READING TEXT:

════════

# What size Wiener do you like?



## Rooigevaar (28/4/16)

What size Wiener do you prefer?

We are considering 50ml bottles and would like the community's input.
Even if you have never tried Wiener Vape Co. e-liquids please cast your vote and let us know what size bottle makes sense to you.

Thank you in advance for your valuable input!!

Reactions: Funny 1


----------



## KimVapeDashian (28/4/16)

I love the punniness of this post.

+1

Reactions: Like 2 | Agree 3 | Funny 1


----------



## KimVapeDashian (28/4/16)

2000ml / 2L ? 

Woah


----------



## Rooigevaar (28/4/16)

KimVapeDashian said:


> 2000ml / 2L ?
> 
> Woah



High Roller size!


----------



## picautomaton (28/4/16)

50ml sounds good however always good to know one can get a litre of your favourite eliquid

Reactions: Like 1


----------



## rogue zombie (28/4/16)

I like a Footlong. I just don't like small hotdogs 

Seriously though, I like 30 and 50ml bottles, because I don't like committing to 100mls of one flavour. When I buy commercial juice, I like variety.

Reactions: Agree 2 | Funny 1


----------



## RevnLucky7 (28/4/16)

I heard fatter is always bigger than longer?

Reactions: Funny 4


----------



## Cespian (28/4/16)

I'm with @rogue zombie 
30ml is perfect for me, because I DIY for quantity and buy juice to support the guys from time to time and get a feel for the new innovative stuff being created. Also, I dont vape anything more than 30ml of 1 flavour at a time because I become used to flavour and lose the taste.

Reactions: Like 3


----------



## Zahz (28/4/16)

30ml, 50ml and 100ml for those who like the flavour and perhaps want to stock up. 


Sent from my iPhone using Tapatalk

Reactions: Like 1


----------



## zadiac (28/4/16)

Many of the answers are gonna end up in the "Reading forum as a non vaper" thread 

The thread name already deserves a place there.......hahahaha

Reactions: Like 2


----------



## Cespian (28/4/16)

zadiac said:


> Many of the answers are gonna end up in the "Reading forum as a non vaper" thread
> 
> The thread name already deserves a place there.......hahahaha


----------



## Stosta (28/4/16)

════════

RECORDED DATA:
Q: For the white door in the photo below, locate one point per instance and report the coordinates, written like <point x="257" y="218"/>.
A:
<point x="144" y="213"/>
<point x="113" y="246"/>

════════

OBJECTIVES:
1. In the bottle-size thread, write out the part starting with "30ml, 50ml and" and going on through "## zadiac (28/4/16)", changing "stock up" to "buy in bulk".
2. Answer these from the bottle-size thread:
(a) What bottle size does Rooigevaar say is being considered?
(b) What does Cespian say happens when vaping one flavor for too long?
(c) What app was Zahz's post sent with?
3. Continue the bottle-size thread from its last line.

RESULTS BY TASK:
1.
30ml, 50ml and 100ml for those who like the flavour and perhaps want to buy in bulk. 


Sent from my iPhone using Tapatalk

Reactions: Like 1


----------



## zadiac (28/4/16)

2.
(a) 50ml bottles.
(b) Cespian becomes used to the flavor and loses the taste.
(c) Tapatalk.

3.
I like 30ml on a juice I haven't tried before, but on a juice I like 100ml options are perfect. I honestly would consider 2000ml on two of my favourite juices, but would rarely have the budget to pull that off!


----------



## Silver (28/4/16)

Hi @Rooigevaar , great to see you asking for this kind of feedback

I selected 15ml, 30ml and 100ml
Here is why (from my own personal perspective)

15ml is great as a sample size. Get to try more flavours for less money. And 15ml is enough for me to test it on a few setups and get a feel for it to see if I would order it again.

30ml is also good. I like 30ml if smaller samples are not available. Also a convenient size to pack away for a trip. And it is ok for flying where they limit the mls per container.

100ml for those juices that one needs to reorder in bulk. I have not done this many times, but it is nice to get a bulk discount on a juice one loves

Reactions: Like 1


----------



## Andre (28/4/16)

15 ml to sample works for me. 50 ml for re-order.

Reactions: Like 1


----------



## Rooigevaar (3/5/16)

Thank you to everyone who has given feedback so far!

Reactions: Like 1


----------



## Greyz (3/5/16)

Since Paulie's juice's entered my life I realised 50ml is a very good size.
I would love to see 50ml bottles of Weiner become available.
30ml doesn't last me long at all and I average about 10ml of juice a day, so 50ml will get me through the work week without a lunch time visit to the local vape shop.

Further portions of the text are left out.